(Beginning of SUPPLIED INFORMATION)

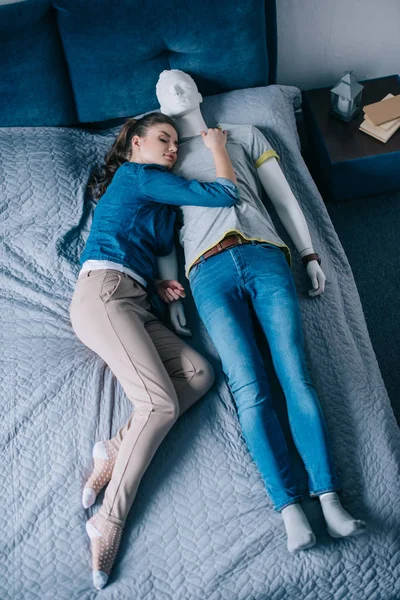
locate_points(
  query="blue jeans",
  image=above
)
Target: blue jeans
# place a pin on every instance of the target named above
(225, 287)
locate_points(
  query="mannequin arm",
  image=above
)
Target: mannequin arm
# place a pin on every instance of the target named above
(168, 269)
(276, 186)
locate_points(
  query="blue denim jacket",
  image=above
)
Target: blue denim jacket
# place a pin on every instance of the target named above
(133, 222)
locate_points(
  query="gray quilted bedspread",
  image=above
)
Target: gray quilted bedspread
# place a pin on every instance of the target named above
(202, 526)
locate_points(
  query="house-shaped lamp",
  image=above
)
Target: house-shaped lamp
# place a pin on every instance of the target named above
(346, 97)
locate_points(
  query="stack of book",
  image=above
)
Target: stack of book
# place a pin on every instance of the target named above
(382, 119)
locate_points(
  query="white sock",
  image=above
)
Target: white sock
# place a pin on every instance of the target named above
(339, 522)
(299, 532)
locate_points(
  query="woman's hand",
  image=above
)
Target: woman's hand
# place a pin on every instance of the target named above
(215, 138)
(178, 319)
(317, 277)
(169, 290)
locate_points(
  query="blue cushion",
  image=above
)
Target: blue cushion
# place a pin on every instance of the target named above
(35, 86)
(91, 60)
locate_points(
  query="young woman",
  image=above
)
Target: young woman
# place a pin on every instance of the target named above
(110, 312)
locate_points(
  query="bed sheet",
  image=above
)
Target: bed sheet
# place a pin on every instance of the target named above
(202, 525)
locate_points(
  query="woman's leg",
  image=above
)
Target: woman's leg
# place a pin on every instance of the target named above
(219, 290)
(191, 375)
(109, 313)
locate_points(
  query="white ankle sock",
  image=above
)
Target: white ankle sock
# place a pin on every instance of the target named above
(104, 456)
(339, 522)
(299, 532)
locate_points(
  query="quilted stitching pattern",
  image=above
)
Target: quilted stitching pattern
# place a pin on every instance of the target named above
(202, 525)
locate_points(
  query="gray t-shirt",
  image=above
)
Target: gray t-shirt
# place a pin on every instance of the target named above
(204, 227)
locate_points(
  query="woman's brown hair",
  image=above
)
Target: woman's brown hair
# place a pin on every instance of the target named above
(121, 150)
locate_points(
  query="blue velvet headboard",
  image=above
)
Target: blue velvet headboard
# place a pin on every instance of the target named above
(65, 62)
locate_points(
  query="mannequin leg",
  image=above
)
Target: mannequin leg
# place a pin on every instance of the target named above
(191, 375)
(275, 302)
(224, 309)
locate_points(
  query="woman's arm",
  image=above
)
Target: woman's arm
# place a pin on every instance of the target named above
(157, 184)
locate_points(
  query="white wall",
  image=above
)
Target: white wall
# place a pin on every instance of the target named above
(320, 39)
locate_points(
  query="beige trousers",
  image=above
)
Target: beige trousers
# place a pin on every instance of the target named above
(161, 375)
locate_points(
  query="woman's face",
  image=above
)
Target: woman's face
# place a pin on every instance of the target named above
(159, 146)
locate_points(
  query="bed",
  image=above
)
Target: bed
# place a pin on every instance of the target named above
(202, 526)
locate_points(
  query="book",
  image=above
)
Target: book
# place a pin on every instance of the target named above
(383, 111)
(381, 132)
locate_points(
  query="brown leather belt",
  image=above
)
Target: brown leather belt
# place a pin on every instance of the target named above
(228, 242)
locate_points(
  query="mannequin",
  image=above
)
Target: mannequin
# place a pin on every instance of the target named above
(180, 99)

(End of SUPPLIED INFORMATION)
(Beginning of SUPPLIED INFORMATION)

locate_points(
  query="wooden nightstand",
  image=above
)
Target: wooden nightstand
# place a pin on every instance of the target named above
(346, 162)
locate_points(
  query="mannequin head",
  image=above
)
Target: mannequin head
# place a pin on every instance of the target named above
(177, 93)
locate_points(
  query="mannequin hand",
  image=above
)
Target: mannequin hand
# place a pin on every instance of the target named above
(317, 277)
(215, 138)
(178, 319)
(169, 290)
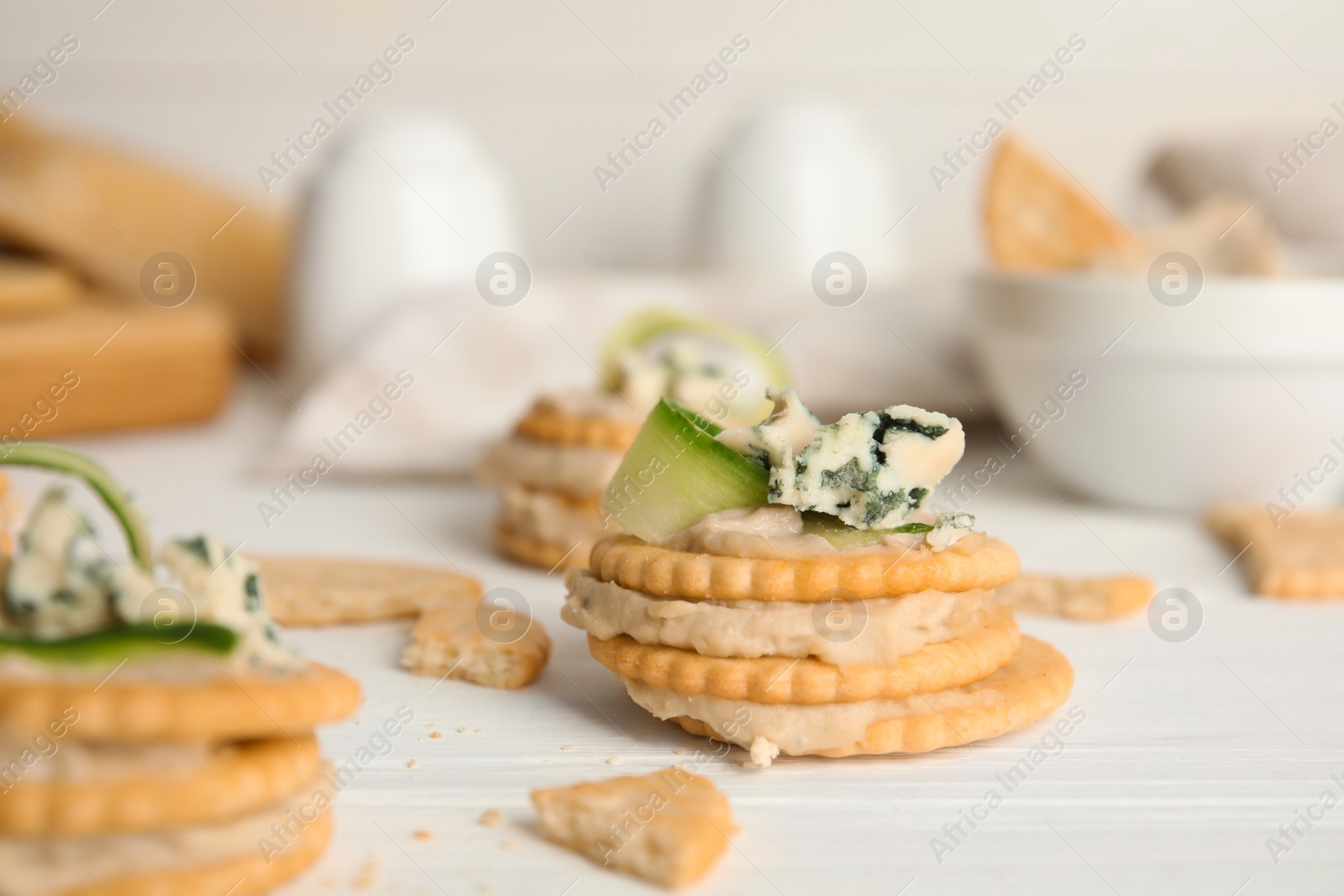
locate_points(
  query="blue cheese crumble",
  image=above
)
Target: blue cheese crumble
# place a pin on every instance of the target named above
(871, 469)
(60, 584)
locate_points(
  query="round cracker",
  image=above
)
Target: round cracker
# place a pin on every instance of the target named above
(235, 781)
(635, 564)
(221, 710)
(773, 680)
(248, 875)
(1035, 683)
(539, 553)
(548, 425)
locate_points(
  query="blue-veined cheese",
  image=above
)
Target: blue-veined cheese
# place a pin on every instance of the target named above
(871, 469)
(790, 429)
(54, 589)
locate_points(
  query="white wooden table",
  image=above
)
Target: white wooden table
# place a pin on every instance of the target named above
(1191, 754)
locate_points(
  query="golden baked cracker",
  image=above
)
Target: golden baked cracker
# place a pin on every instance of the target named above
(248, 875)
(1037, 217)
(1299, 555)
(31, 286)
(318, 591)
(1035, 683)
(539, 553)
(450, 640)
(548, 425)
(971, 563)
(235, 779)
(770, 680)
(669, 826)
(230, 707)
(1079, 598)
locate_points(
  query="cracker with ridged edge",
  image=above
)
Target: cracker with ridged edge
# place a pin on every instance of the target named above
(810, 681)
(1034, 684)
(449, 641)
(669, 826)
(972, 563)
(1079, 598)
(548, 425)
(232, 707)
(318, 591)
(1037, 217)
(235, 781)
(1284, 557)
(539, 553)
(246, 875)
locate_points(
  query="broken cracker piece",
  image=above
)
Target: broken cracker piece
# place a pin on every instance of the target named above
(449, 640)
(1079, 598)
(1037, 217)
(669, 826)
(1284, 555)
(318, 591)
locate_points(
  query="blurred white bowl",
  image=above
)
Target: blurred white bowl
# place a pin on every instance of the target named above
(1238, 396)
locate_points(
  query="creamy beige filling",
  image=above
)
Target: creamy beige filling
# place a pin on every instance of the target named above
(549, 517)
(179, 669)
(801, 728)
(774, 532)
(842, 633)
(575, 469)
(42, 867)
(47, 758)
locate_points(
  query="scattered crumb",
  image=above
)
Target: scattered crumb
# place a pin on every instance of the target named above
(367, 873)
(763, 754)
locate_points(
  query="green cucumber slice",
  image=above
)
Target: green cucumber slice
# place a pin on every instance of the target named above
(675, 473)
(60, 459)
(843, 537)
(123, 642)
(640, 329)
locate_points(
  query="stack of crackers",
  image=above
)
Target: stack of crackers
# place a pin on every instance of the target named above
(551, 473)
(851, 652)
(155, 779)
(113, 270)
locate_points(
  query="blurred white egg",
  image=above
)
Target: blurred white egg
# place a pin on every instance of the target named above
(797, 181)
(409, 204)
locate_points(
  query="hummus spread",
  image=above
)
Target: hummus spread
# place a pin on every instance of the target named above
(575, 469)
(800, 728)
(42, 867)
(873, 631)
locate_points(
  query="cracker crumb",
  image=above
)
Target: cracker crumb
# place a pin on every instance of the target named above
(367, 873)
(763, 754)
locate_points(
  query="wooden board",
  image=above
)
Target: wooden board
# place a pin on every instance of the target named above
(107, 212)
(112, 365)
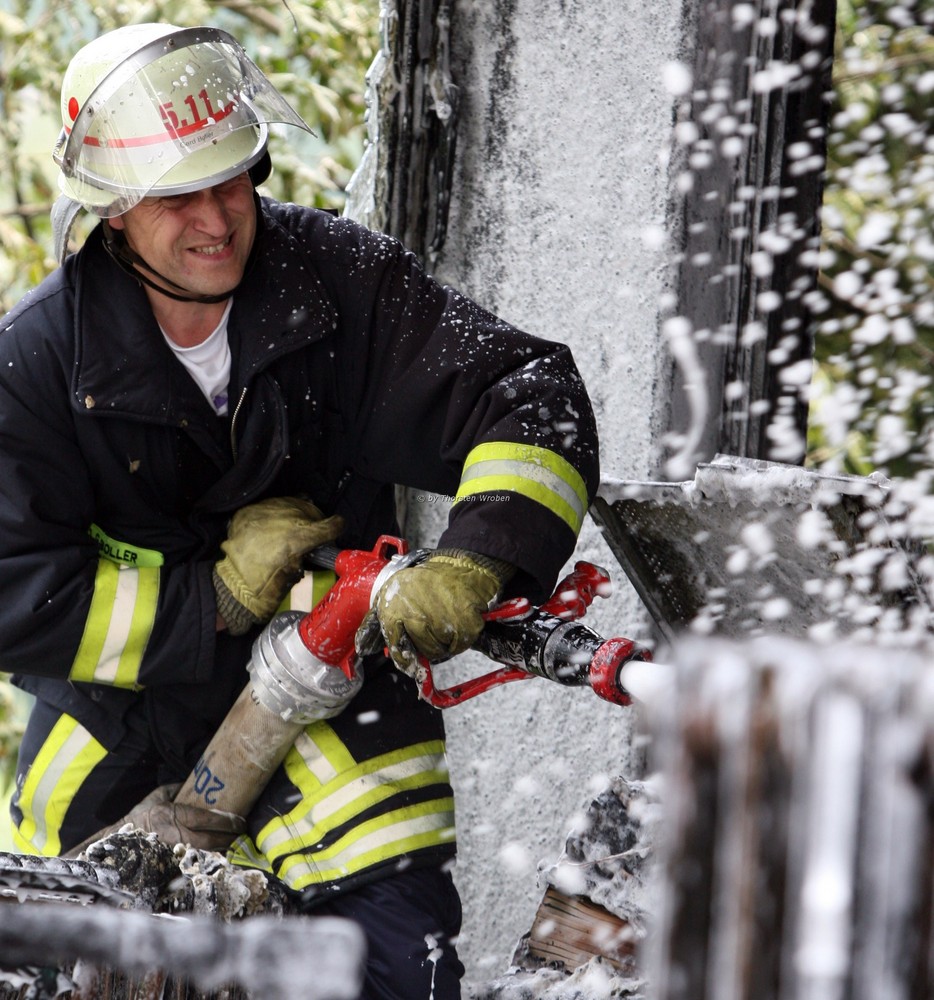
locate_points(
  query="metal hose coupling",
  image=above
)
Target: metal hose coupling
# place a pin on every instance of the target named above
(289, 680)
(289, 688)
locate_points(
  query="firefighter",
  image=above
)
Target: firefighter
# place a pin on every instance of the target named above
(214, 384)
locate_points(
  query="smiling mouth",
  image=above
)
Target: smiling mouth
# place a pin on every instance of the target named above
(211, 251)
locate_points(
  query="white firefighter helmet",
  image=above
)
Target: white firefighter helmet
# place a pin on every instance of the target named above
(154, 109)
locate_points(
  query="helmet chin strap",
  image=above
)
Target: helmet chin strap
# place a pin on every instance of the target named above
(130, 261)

(End of SUPPLIED INFORMATION)

WHAT TO PRODUCE:
Within the records, the lines containing the string "jacket" are to be counted and their number given without comment.

YOUR RESPONSE:
2